__EXTRAIT À LIRE__:

Londres, le samedi 10 septembre 2016 – La révélation que l’apprentissage du toucher vaginal pouvait être réalisé à l’insu des patientes (lorsque celles-ci sont endormies) a soulevé l’année dernière en France controverses et polémiques. Au-delà des discussions autour de la question du consentement, beaucoup ont souligné comment ce phénomène mettait en avant la complexité de l’apprentissage de certains gestes médicaux. Depuis plusieurs années, des réponses ont été apportées grâce au développement d’appareils de simulation de plus en plus performants, permettant d’appliquer le fameux « jamais la première fois avec un patient ». Cependant, la simulation se montre encore imparfaite dans de nombreux domaines. Notamment en ce qui concerne la reproduction d’un vagin.
« Voir » ce que l’on « touche »
Une équipe de l’Imperial College de Londres a pu redécouvrir combien l’anatomie féminine est complexe. Tout a commencé par la volonté de Fernando Bello, professeur en robotique et simulation médicale et chirurgicale de mettre au point un rectum virtuel. L’examen rectal étant l’un des plus délicats à réaliser, une telle innovation paraissait attendue. Ce projet, bien qu’ayant révélé plus de difficultés qu’envisagées, a inspiré un autre défi, plus difficile encore : celui de réaliser un vagin virtuel. La première étape a d’abord consisté en une analyse précise des gestes réalisés par des gynécologues lors d’un toucher vaginal, à l’aide de différents capteurs. L’anatomie de femmes en bonne santé a également été modélisée minutieusement. Un vagin virtuel en silicone a ensuite été conçu, connecté à un programme, qui grâce à un système haptique, permet à l’étudiant de connaître les mêmes sensations que lors d’un examen réel, avec notamment une réponse en fonction de la pression des doigts. Les chercheurs notent d’ailleurs que le système a été bien plus difficile à réaliser que pour le toucher rectal, puisqu’ici deux doigts et non plus un seul sont impliqués, auxquels s’ajoute le travail réalisé par l’autre main à sur l'abdomen. Le dispositif est complété d’un « retour sur écran » où l’utilisateur peut voir ce qu’il examine en trois dimensions, permettant de confronter la « réalité » avec ses impressions. « Trop souvent, pour ne pas perdre la face devant leurs camarades, les étudiants affirment avoir réussi à palper l’organe recherché, sans y être parvenus. Ici, les choses sont différentes », expliquent les promoteurs du système.

__DONNÉES DISPONIBLES__:

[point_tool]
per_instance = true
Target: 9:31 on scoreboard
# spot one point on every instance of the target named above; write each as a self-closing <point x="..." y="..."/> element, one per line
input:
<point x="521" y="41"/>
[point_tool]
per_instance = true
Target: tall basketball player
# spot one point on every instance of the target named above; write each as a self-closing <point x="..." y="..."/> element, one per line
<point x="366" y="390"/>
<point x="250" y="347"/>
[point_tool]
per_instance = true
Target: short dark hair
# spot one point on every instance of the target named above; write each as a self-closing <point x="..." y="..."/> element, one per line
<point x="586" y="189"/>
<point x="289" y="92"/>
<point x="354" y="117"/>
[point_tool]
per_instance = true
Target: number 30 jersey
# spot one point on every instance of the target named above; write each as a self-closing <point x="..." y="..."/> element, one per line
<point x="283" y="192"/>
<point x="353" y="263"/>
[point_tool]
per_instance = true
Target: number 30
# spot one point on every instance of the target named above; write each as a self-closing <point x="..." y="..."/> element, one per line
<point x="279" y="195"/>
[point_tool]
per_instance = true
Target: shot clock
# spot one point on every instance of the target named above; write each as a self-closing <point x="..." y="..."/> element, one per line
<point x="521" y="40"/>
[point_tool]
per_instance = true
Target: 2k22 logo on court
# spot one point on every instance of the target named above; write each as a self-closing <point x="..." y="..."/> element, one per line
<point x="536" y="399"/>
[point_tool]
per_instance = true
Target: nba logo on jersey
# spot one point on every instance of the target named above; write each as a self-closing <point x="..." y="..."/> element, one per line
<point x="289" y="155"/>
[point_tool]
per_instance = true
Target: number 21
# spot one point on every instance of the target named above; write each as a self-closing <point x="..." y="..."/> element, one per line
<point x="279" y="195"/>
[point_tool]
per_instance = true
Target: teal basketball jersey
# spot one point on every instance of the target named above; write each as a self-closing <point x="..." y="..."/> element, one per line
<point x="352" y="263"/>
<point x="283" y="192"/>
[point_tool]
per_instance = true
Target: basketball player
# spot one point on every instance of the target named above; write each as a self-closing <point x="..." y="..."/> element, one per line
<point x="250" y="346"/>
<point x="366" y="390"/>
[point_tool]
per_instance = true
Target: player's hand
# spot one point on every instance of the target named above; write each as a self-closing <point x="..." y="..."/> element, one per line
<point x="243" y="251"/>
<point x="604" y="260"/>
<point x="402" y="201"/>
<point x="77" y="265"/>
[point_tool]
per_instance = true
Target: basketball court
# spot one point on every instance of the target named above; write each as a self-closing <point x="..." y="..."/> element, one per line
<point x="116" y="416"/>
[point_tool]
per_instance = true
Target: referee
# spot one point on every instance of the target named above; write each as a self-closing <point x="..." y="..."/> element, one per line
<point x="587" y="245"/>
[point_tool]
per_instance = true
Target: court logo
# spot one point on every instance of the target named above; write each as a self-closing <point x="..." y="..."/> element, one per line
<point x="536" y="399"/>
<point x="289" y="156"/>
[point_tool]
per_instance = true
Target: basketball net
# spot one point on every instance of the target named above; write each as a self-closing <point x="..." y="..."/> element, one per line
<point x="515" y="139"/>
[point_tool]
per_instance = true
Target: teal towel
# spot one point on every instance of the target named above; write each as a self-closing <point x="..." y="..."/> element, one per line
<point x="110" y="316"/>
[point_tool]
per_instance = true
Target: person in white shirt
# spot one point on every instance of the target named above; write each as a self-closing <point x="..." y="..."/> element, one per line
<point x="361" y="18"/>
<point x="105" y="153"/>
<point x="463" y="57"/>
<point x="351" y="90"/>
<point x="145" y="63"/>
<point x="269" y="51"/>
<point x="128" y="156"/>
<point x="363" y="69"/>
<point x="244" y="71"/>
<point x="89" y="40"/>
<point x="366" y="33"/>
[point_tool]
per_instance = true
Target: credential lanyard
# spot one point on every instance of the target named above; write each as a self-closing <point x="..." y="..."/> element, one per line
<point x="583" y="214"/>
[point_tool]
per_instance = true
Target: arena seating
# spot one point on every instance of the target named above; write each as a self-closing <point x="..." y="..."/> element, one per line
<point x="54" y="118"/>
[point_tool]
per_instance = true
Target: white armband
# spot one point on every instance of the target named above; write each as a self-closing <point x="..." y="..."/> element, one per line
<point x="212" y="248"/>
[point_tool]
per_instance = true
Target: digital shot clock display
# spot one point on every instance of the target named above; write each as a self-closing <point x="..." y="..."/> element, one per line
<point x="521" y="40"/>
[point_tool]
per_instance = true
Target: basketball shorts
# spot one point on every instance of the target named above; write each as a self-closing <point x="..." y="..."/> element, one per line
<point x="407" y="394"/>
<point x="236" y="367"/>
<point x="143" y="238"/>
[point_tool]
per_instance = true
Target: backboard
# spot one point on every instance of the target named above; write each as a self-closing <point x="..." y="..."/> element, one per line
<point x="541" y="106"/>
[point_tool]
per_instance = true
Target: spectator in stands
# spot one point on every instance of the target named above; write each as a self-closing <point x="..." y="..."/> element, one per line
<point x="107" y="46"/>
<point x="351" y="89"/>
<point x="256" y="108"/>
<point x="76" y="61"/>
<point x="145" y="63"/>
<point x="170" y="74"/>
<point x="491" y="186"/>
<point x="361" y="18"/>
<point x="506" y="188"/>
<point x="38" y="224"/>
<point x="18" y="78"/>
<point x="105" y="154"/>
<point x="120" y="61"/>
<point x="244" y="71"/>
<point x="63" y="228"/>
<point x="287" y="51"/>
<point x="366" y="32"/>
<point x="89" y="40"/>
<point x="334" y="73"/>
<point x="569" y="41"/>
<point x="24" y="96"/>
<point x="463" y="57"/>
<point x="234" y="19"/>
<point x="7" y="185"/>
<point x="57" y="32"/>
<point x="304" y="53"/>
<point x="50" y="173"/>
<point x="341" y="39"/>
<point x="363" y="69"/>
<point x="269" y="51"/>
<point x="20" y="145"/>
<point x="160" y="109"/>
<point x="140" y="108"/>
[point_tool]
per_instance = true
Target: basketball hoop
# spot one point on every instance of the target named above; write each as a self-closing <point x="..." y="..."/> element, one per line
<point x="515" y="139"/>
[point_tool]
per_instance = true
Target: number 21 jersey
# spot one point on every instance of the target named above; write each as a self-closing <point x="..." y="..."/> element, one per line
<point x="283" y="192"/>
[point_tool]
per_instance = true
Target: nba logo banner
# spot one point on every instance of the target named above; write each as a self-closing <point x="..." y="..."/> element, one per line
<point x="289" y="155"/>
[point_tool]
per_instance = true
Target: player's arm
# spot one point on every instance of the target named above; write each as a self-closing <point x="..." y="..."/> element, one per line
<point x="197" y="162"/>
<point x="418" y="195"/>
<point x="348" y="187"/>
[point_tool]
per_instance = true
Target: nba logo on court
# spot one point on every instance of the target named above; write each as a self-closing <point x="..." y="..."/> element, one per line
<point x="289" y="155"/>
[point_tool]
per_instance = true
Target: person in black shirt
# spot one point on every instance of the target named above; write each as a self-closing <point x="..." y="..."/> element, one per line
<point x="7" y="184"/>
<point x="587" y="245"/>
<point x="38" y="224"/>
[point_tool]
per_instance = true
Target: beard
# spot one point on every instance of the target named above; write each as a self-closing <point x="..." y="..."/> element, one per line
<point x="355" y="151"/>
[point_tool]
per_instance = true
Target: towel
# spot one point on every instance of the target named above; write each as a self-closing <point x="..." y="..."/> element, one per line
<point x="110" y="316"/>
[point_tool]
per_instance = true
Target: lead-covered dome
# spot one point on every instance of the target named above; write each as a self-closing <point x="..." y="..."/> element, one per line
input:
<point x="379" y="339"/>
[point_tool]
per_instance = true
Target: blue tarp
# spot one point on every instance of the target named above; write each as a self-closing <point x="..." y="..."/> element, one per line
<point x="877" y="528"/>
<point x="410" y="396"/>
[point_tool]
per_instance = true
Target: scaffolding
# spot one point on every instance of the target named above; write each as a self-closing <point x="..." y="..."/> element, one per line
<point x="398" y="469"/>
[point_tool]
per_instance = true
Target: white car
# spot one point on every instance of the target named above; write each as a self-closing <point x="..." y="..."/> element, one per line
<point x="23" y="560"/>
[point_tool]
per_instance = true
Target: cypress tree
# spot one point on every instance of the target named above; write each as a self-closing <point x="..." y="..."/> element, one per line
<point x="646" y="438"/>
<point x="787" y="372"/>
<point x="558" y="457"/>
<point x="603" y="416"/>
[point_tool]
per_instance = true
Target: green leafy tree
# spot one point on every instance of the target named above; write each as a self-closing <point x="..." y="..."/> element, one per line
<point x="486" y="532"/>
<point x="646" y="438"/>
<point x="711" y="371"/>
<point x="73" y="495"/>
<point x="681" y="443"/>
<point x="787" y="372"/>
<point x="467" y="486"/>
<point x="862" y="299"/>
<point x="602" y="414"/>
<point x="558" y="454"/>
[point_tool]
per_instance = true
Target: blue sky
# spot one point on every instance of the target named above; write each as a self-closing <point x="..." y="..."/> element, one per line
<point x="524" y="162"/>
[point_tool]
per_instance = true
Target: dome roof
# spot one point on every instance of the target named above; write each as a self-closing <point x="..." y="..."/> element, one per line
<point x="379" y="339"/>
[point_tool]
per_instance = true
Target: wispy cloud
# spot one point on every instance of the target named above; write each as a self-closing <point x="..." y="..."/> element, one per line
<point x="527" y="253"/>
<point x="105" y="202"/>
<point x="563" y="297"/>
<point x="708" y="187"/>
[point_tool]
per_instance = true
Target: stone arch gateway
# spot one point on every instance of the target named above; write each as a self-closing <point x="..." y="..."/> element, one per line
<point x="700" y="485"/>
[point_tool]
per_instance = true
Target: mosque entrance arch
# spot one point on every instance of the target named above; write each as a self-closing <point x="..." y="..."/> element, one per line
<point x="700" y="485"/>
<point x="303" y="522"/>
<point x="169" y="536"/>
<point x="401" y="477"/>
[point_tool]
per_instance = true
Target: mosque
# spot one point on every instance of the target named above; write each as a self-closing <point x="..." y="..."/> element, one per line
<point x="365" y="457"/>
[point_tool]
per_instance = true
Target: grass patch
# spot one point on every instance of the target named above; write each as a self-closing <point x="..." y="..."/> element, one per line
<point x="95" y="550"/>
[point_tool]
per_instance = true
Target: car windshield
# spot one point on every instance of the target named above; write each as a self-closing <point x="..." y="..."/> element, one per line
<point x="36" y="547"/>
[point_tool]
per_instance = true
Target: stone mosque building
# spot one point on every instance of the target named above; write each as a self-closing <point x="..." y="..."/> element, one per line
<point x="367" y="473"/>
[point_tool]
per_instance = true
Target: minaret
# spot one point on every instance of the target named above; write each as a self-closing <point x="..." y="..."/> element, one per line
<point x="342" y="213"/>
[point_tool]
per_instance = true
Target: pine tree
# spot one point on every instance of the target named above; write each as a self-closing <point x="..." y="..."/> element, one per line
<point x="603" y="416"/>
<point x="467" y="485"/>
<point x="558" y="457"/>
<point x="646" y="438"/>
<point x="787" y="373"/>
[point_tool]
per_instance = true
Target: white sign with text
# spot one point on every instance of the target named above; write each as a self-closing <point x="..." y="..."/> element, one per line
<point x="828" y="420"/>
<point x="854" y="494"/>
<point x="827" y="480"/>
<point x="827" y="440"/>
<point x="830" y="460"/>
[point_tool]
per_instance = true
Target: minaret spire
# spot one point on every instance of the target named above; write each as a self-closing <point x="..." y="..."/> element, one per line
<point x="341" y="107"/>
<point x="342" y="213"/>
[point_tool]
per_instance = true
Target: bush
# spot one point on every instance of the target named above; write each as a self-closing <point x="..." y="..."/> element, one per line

__TRAVAIL DEMANDÉ__: D'après l'extrait, quel projet de Fernando Bello a inspiré la conception d'un vagin virtuel ? Répondez en vous fondant uniquement sur l'extrait.

__RÉPONSE ATTENDUE__: La mise au point d'un rectum virtuel.